## YOUR TASK
Return every line of the records below that contains the string "interior", treating uppercase and lowercase as different.
Start RAW RECORDS
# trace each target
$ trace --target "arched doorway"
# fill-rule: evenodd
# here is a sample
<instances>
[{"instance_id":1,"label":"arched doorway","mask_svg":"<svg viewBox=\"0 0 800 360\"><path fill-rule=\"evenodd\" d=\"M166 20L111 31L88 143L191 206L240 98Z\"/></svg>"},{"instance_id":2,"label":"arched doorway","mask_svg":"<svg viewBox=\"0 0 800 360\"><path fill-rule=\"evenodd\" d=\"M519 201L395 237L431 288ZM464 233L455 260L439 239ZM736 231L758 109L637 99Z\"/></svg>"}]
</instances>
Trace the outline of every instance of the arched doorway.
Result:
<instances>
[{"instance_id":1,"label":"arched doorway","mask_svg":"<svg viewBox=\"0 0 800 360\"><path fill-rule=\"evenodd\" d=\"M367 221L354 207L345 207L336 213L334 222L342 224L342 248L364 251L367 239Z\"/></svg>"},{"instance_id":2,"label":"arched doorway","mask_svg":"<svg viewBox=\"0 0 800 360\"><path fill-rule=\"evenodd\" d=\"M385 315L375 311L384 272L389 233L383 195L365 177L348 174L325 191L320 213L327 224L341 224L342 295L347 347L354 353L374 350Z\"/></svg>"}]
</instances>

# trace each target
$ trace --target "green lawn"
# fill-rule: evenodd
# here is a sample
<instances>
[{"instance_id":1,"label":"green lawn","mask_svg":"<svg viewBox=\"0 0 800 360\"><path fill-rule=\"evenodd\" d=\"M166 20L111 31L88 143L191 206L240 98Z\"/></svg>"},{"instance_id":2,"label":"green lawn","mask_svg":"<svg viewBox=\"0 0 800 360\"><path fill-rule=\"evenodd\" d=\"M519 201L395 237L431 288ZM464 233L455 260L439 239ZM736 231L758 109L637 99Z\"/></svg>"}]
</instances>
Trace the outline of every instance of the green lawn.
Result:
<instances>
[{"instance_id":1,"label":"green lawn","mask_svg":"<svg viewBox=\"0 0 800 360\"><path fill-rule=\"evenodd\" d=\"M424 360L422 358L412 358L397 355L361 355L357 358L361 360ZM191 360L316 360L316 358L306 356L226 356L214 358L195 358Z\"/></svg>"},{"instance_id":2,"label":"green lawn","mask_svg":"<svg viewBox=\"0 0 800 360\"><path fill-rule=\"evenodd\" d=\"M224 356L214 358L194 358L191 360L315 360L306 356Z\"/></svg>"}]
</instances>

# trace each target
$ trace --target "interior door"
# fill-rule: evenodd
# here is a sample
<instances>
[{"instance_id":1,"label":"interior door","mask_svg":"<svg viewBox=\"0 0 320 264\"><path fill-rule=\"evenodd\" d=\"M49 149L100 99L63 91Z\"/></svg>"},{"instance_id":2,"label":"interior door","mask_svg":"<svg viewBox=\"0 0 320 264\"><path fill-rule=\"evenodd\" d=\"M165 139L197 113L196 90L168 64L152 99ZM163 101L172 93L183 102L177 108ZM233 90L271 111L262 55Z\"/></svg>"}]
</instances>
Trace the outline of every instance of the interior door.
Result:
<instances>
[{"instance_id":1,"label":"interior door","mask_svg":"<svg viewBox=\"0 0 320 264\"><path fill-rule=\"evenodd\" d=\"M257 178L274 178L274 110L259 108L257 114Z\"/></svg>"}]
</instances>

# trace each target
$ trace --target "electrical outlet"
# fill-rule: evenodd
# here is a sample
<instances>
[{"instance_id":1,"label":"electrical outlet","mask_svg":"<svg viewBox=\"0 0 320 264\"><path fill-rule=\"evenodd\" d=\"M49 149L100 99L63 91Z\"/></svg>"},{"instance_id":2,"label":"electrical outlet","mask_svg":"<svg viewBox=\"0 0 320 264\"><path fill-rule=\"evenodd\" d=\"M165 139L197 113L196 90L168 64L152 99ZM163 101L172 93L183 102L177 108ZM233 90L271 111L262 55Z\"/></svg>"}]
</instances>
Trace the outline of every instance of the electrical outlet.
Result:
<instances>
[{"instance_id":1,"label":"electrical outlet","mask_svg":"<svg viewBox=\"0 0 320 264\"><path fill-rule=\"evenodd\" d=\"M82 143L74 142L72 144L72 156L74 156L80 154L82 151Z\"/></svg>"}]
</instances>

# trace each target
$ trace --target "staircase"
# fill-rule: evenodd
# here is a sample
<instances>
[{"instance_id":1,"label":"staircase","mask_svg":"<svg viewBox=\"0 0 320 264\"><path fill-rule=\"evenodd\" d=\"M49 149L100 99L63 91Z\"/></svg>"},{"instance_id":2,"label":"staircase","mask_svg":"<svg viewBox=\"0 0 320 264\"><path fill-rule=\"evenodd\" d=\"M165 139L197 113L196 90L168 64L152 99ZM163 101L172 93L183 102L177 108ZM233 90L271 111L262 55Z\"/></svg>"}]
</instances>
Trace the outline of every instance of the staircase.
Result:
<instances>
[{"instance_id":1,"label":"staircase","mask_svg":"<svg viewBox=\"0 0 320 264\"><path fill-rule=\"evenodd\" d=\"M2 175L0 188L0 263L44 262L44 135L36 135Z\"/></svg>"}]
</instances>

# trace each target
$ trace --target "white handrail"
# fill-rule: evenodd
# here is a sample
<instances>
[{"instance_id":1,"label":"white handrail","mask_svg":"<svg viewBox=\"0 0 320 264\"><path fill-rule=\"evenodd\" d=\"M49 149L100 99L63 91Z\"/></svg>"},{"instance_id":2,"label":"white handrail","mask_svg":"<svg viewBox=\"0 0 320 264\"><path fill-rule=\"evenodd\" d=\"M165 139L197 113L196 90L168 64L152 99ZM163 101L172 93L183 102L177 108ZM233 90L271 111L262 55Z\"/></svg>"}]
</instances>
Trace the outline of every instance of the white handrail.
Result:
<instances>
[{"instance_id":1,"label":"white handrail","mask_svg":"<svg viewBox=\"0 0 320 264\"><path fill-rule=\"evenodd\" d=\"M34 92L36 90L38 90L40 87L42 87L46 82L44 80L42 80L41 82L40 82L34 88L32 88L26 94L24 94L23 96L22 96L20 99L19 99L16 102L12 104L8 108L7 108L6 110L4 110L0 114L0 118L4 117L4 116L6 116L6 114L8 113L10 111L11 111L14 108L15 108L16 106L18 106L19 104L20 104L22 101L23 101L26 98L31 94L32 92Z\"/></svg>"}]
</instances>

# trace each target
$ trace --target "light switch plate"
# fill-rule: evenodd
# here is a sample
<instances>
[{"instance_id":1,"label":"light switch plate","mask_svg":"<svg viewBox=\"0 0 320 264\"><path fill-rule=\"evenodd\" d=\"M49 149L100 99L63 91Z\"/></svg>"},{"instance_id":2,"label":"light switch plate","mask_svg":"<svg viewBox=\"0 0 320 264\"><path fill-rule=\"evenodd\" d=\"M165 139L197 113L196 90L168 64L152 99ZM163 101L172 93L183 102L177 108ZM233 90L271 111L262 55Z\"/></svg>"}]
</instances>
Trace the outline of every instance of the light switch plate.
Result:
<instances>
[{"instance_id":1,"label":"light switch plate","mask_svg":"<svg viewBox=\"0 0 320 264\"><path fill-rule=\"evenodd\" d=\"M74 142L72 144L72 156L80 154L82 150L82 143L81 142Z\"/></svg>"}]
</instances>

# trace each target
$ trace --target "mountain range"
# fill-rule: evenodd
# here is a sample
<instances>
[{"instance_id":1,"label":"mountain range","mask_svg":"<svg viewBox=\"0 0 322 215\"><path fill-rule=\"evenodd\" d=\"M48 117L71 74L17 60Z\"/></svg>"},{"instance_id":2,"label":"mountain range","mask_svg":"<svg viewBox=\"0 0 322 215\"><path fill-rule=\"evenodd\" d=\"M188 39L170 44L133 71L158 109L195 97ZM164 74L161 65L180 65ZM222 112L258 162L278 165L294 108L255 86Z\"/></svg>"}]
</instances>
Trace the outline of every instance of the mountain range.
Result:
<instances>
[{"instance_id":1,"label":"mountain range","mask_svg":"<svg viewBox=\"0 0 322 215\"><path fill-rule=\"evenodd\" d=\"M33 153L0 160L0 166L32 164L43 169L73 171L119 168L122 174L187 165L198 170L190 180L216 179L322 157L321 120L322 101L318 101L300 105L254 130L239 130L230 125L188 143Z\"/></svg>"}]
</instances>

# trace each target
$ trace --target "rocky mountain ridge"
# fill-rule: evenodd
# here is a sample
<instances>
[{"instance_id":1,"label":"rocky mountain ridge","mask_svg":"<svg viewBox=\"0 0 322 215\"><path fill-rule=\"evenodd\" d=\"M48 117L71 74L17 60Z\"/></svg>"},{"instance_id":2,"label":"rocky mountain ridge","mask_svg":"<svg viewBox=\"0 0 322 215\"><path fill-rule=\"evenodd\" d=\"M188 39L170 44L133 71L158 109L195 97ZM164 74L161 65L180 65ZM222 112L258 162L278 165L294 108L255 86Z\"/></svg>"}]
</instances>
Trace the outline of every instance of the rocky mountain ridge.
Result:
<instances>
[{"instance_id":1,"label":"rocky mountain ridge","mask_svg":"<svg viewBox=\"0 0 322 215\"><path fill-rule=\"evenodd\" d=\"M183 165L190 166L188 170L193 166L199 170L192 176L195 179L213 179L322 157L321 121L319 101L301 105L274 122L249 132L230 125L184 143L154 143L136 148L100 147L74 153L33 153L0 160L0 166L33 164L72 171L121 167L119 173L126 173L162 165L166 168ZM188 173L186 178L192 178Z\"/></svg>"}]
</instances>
End RAW RECORDS
## FULL OUTPUT
$ trace --target "interior door"
[{"instance_id":1,"label":"interior door","mask_svg":"<svg viewBox=\"0 0 320 264\"><path fill-rule=\"evenodd\" d=\"M49 149L100 99L63 91Z\"/></svg>"},{"instance_id":2,"label":"interior door","mask_svg":"<svg viewBox=\"0 0 320 264\"><path fill-rule=\"evenodd\" d=\"M165 139L197 113L196 90L168 64L152 99ZM163 101L172 93L183 102L177 108ZM233 90L271 111L262 55Z\"/></svg>"}]
Trace the outline of every instance of the interior door.
[{"instance_id":1,"label":"interior door","mask_svg":"<svg viewBox=\"0 0 320 264\"><path fill-rule=\"evenodd\" d=\"M257 178L274 178L274 110L259 108L257 114Z\"/></svg>"}]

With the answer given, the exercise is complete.